_WRITTEN TASK_
Pull out each line of the data below that contains the string "pole", copying every match in full and treating uppercase and lowercase letters as different.

--- INFORMATION SUPPLIED ---

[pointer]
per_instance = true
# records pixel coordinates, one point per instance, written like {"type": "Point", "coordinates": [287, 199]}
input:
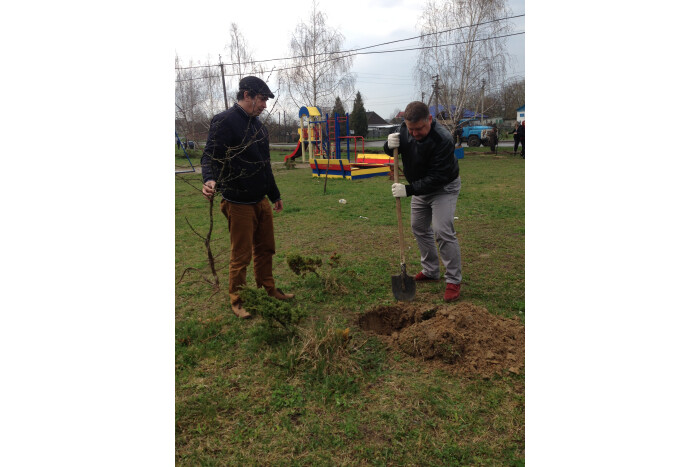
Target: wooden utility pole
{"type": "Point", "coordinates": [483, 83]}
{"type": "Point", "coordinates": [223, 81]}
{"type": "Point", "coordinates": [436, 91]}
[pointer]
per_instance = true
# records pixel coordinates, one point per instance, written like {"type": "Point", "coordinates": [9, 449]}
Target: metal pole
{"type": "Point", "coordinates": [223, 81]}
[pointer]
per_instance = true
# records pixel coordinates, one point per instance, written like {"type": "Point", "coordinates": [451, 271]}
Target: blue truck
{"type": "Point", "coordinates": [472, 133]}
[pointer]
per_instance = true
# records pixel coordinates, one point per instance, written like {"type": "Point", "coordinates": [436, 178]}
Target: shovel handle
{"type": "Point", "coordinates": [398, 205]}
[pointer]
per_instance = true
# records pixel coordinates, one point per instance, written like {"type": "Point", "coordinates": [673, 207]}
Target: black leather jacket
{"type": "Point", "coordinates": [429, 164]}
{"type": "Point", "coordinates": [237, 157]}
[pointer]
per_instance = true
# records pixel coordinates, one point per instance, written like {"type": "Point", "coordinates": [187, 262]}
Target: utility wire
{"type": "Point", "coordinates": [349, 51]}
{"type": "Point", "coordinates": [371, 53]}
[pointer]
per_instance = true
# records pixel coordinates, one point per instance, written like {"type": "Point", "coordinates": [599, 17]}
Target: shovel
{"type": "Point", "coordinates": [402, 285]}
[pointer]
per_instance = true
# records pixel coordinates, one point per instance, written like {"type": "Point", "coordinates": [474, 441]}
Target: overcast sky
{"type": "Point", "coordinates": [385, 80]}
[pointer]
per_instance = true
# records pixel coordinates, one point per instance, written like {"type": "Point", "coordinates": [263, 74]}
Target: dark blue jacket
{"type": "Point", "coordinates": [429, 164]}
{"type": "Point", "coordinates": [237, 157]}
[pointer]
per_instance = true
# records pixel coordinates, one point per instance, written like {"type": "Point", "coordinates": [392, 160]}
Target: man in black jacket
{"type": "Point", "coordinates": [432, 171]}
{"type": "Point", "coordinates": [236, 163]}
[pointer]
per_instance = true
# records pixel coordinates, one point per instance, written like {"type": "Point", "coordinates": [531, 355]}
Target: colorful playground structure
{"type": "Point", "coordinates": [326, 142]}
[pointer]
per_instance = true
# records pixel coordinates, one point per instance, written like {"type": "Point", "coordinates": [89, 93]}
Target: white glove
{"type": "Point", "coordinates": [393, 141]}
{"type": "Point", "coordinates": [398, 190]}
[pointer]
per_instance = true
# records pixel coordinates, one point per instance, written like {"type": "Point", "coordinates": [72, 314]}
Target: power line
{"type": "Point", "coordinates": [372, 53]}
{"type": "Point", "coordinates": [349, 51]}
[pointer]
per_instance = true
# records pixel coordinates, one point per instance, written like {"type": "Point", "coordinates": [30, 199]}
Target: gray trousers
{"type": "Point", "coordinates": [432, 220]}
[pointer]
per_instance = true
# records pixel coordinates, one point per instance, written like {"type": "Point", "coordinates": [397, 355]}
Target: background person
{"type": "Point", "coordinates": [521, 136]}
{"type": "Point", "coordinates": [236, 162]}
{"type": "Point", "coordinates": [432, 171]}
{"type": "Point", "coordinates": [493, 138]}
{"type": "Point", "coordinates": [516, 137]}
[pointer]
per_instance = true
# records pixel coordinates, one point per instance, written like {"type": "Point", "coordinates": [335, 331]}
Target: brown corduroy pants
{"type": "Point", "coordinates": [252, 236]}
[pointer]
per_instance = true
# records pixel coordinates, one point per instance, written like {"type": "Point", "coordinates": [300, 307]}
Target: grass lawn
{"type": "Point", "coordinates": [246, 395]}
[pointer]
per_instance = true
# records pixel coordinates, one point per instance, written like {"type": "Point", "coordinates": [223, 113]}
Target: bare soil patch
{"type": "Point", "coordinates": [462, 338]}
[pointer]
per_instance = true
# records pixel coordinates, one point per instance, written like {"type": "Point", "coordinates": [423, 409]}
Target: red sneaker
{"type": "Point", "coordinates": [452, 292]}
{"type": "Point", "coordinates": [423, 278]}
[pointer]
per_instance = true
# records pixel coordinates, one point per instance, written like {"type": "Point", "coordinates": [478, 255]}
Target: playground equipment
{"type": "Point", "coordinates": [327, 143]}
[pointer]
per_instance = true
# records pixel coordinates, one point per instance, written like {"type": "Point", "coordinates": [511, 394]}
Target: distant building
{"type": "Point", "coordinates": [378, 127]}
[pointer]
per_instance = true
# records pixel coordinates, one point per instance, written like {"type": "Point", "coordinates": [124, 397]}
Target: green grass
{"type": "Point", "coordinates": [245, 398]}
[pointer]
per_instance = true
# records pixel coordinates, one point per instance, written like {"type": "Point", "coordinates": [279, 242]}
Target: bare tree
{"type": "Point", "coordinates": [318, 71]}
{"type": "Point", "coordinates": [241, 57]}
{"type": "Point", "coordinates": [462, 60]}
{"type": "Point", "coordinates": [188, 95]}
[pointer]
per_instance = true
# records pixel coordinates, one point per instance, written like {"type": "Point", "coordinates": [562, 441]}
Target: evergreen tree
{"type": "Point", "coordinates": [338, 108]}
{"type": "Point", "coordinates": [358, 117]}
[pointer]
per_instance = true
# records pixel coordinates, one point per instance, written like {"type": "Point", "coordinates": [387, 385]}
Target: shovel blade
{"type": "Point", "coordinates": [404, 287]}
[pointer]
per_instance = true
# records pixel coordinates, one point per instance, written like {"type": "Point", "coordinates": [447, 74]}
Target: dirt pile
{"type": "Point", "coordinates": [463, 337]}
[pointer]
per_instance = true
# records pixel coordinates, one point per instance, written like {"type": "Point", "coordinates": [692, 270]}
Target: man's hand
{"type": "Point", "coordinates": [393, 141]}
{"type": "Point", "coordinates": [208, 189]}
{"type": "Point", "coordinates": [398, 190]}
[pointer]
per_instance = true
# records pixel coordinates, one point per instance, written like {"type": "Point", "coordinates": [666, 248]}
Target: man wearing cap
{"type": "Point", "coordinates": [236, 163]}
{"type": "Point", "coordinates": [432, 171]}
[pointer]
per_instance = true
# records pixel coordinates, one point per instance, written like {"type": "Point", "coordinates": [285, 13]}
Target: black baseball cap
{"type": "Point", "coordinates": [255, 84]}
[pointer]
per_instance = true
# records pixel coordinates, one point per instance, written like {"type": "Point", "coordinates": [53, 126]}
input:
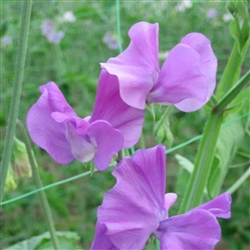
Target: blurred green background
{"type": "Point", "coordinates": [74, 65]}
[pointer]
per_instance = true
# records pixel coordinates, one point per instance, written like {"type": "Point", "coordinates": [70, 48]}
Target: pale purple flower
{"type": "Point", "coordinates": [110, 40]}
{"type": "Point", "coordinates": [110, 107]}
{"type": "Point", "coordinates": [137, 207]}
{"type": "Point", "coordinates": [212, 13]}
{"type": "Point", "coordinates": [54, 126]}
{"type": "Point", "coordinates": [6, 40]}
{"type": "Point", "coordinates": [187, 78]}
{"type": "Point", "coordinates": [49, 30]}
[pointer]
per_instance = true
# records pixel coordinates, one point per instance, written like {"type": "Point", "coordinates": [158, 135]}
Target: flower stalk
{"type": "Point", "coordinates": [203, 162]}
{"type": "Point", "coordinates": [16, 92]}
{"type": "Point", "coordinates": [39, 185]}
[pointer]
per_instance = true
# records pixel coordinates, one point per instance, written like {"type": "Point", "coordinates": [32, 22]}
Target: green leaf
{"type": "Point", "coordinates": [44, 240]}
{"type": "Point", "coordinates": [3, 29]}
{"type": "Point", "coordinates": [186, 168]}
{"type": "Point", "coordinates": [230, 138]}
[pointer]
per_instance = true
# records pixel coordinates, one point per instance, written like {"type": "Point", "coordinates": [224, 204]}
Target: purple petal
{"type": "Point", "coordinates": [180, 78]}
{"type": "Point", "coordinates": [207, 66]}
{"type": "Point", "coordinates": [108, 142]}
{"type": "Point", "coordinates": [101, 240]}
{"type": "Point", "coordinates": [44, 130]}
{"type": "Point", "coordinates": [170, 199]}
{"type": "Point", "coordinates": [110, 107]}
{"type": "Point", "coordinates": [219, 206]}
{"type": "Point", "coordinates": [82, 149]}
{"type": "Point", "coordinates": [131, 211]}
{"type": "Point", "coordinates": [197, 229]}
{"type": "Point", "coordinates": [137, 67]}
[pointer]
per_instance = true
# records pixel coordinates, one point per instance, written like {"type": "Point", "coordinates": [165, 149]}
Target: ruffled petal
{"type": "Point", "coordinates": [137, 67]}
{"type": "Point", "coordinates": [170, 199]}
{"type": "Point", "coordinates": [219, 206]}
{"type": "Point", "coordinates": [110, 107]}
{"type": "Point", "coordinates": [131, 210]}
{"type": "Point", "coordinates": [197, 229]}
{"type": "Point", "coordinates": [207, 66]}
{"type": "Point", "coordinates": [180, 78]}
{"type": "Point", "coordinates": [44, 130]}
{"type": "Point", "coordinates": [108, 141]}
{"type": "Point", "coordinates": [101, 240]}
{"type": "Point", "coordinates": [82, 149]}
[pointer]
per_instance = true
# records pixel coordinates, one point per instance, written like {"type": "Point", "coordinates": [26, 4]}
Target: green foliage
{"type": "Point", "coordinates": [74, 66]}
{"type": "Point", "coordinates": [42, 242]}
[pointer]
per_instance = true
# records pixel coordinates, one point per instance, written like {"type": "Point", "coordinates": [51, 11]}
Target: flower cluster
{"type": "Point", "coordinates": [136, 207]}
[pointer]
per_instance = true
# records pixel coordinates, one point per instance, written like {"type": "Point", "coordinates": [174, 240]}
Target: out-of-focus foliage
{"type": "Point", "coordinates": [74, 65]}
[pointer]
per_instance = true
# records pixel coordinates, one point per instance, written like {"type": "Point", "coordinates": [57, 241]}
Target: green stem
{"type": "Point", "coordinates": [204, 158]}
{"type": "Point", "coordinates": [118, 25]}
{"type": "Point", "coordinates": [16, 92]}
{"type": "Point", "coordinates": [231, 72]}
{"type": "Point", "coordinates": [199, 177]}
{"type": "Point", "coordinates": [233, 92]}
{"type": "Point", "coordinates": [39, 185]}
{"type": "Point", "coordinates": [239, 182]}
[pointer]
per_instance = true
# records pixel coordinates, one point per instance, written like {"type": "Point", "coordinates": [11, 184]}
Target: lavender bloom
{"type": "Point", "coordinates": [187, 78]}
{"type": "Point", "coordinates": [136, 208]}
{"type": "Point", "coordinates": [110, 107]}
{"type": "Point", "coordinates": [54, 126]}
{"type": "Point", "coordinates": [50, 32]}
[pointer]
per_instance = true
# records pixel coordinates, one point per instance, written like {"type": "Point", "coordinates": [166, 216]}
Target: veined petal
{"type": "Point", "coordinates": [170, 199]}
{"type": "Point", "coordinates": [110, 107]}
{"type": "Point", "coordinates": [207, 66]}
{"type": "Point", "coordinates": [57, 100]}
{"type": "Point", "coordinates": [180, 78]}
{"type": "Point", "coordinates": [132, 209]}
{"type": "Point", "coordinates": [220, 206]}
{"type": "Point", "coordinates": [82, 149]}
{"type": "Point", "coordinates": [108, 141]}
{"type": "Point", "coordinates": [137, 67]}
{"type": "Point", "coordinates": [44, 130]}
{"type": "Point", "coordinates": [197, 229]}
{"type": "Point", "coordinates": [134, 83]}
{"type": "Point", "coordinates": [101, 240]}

---

_RESULT OF THE TASK_
Target: wooden utility pole
Target: metal pole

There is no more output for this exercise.